Return, word for word, only the lines from the one containing "Where can the black-framed" through the last line of the entries.

**INPUT MATERIAL**:
──────────────────────────────

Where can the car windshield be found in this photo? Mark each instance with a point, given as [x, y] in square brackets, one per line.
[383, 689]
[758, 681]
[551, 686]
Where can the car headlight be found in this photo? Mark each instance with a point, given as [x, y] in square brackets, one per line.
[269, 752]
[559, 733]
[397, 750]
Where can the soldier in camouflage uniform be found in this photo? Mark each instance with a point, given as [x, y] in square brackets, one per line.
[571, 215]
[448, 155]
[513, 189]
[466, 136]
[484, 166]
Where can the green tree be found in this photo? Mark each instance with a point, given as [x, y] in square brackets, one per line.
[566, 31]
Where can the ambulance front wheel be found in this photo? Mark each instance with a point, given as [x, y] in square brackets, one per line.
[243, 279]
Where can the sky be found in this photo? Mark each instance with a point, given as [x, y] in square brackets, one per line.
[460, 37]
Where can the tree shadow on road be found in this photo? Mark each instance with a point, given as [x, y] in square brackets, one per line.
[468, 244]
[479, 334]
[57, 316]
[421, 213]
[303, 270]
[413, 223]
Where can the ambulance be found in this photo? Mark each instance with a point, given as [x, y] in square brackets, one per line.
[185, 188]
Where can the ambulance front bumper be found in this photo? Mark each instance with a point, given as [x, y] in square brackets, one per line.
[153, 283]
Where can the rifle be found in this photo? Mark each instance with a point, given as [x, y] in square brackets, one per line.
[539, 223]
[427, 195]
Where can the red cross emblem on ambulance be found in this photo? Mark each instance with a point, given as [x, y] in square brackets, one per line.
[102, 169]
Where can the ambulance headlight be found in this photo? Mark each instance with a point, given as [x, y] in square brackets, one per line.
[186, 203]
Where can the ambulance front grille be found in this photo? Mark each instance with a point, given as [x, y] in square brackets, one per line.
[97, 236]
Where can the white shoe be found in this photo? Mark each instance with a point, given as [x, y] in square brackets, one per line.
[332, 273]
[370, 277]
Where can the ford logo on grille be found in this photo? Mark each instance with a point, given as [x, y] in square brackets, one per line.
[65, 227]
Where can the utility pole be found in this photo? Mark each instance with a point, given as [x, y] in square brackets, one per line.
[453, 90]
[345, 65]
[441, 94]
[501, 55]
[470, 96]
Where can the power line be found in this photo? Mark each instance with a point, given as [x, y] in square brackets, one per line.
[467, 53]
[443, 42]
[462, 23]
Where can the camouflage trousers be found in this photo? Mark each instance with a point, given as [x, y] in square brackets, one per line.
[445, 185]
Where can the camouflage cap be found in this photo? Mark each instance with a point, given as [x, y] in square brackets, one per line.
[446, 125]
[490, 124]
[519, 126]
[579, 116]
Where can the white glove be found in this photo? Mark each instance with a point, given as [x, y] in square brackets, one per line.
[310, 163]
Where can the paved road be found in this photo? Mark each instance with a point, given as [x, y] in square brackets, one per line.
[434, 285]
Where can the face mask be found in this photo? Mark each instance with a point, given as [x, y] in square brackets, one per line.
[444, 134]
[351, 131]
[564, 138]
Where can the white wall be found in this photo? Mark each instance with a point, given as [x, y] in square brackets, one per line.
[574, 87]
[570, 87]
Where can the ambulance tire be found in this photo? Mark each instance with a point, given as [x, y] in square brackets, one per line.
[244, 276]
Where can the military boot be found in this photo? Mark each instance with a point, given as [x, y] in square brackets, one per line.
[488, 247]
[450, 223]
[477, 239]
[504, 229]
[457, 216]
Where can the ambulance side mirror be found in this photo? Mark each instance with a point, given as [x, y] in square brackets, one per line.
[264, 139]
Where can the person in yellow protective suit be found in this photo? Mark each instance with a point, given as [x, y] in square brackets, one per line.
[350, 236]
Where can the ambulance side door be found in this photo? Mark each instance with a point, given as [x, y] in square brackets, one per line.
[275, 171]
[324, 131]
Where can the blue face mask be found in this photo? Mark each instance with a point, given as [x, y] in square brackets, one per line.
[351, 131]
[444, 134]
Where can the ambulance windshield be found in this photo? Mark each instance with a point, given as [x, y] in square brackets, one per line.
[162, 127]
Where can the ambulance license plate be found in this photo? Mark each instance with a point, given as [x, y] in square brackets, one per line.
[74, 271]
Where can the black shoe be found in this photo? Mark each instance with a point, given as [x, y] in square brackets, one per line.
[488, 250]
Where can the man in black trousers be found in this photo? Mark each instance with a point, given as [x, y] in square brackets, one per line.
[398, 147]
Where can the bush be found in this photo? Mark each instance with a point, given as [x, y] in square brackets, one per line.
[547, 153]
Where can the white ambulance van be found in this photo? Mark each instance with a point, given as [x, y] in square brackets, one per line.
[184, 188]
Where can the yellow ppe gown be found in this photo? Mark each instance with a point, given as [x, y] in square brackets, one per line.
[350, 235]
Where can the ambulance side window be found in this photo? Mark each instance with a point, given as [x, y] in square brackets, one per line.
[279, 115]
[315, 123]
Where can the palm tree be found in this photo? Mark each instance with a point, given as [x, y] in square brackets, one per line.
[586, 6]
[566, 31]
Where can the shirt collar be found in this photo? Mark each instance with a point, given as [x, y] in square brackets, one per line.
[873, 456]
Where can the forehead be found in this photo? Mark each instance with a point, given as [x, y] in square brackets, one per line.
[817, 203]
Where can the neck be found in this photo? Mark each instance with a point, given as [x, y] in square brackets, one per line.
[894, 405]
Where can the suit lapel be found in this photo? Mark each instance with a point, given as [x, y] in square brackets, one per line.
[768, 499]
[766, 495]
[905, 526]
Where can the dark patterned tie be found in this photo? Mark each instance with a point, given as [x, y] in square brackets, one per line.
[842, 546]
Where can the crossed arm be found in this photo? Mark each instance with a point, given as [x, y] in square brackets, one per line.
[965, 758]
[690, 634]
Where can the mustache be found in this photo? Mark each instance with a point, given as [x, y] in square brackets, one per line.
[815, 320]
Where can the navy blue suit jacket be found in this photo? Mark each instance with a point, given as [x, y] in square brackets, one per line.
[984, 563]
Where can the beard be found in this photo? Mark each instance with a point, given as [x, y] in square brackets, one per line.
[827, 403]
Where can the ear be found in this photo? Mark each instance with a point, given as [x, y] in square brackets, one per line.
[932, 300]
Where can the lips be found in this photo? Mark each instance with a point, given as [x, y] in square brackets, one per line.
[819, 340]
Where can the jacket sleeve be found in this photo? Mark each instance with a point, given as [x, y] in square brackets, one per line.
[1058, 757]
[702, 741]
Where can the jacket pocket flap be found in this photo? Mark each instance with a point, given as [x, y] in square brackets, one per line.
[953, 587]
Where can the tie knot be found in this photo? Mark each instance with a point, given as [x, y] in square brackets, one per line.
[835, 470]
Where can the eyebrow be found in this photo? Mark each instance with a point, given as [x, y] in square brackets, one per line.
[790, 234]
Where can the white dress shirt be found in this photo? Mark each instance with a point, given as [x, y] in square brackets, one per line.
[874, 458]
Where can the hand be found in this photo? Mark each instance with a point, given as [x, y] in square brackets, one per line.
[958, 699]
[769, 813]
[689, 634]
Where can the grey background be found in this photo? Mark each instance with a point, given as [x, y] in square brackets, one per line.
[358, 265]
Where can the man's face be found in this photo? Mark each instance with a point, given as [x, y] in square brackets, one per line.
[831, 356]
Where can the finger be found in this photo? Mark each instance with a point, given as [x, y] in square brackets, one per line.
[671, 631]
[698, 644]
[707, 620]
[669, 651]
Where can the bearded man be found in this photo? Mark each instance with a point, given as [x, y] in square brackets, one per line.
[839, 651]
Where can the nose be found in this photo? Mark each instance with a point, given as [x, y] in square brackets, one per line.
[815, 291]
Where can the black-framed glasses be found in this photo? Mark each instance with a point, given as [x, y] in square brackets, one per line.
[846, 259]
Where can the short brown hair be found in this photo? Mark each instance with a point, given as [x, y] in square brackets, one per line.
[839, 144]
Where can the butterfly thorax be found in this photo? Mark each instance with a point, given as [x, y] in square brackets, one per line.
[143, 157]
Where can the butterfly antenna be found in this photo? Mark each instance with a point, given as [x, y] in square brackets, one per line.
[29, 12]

──────────────────────────────

**SOLUTION**:
Where can the black-framed glasses be found in this photo? Mark each instance with a point, given as [x, y] in square brackets, one per line.
[846, 259]
Where can the short brown hair be found in this photo? Mark each instance with a point, given as [x, y] in square brackets, one per line.
[839, 144]
Where can the butterfly thorax be found in this photo? Mark each instance with a point, given as [x, y] in square brackets, one per line.
[143, 157]
Where can the butterfly antenna be found in this photo? Mark each instance with a point, given as [x, y] in square brackets, one per line.
[29, 12]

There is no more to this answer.